### Supplied passage
====================

The clustering stability (cs
) accessor#
The clustering stability accessor provides metrics for assessing the stability of clustering results across different resolutions and random subsets of genes.
- segtraq.cs.clustering_stability.compute_ari(sdata: SpatialData, resolution: float = 1.0, n_genes_subset: int = 100, key_prefix: str = 'leiden_subset') float #
Compute the clustering stability using pairwise adjusted Rand index (ARI) on random subsets of genes.
- Parameters:
sdata (sd.SpatialData) – The SpatialData object containing clustering information.
resolution (float, optional) – The resolution parameter for Leiden clustering, by default 1.0.
n_genes_subset (int, optional) – The number of genes to subset for clustering, by default 100.
key_prefix (str, optional) – The prefix for the keys under which the clustering results are stored, by default “leiden_subset”.
- Returns:
The average pairwise ARI across the specified cluster keys.
- Return type:
float
- segtraq.cs.clustering_stability.compute_purity(sdata: SpatialData, resolution: float = 1.0, n_genes_subset: int = 100, key_prefix: str = 'leiden_subset') float #
Compute the clustering consistency using pairwise purity scores across clustering runs on random gene subsets.
- Parameters:
sdata (SpatialData) – The SpatialData object.
resolution (float) – Leiden resolution parameter.
n_genes_subset (int) – Number of genes to use per clustering run.
key_prefix (str) – Prefix for storing cluster labels in .obs.
- Returns:
Average pairwise purity score.

====================

### Given data
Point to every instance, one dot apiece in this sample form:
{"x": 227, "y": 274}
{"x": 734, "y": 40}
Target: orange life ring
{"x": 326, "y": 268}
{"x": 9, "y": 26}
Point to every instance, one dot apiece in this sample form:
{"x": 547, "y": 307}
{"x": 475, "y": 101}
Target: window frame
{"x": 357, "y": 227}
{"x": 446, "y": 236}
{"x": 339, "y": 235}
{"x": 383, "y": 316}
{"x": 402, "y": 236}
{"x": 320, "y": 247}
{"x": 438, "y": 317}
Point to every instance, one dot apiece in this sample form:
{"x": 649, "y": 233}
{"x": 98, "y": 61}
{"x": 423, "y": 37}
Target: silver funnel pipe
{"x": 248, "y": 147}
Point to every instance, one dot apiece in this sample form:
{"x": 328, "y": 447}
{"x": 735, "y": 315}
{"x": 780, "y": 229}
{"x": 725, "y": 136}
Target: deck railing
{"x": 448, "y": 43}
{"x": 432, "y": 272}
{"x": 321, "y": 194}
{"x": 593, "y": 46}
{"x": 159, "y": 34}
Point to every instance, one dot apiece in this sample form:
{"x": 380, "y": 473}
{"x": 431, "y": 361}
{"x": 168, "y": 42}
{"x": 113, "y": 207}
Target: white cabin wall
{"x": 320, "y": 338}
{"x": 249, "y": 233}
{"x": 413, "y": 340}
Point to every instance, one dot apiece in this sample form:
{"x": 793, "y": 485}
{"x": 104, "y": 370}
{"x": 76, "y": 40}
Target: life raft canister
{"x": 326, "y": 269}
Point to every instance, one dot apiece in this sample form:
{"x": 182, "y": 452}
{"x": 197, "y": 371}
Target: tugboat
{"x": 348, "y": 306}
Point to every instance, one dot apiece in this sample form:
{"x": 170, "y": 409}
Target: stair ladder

====================

### Task list
**1.** In the clustering stability documentation, rewrite the part between "n_genes_subset (int, optional)" and "specified cluster keys.", inclusive, replacing "ARI" with "adjusted Rand index".
**2.** Answer these questions from the clustering stability documentation:
(a) Which metric does compute_ari use to compute clustering stability?
(b) What is the default value of key_prefix for compute_ari?
(c) What does compute_purity return?

### Response list
**1.**
n_genes_subset (int, optional) – The number of genes to subset for clustering, by default 100.
key_prefix (str, optional) – The prefix for the keys under which the clustering results are stored, by default “leiden_subset”.
- Returns:
The average pairwise adjusted Rand index across the specified cluster keys.

**2.**
(a) Pairwise adjusted Rand index (ARI) on random subsets of genes.
(b) "leiden_subset"
(c) The average pairwise purity score.